**Action item**
The entries below should appear again in your reply, word for word.

**Source material**
■ ■ ■

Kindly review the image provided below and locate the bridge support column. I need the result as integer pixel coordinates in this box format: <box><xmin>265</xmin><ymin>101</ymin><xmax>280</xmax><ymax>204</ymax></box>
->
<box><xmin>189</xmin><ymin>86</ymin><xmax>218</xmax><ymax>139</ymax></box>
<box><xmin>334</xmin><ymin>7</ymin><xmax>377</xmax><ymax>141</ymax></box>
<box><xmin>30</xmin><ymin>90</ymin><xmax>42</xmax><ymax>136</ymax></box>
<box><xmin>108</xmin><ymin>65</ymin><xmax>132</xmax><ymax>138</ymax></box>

■ ■ ■

**Task response**
Kindly review the image provided below and locate the bridge support column. I need the result as integer pixel coordinates in this box format: <box><xmin>265</xmin><ymin>101</ymin><xmax>280</xmax><ymax>204</ymax></box>
->
<box><xmin>189</xmin><ymin>86</ymin><xmax>218</xmax><ymax>139</ymax></box>
<box><xmin>334</xmin><ymin>7</ymin><xmax>377</xmax><ymax>141</ymax></box>
<box><xmin>30</xmin><ymin>90</ymin><xmax>42</xmax><ymax>136</ymax></box>
<box><xmin>108</xmin><ymin>65</ymin><xmax>132</xmax><ymax>138</ymax></box>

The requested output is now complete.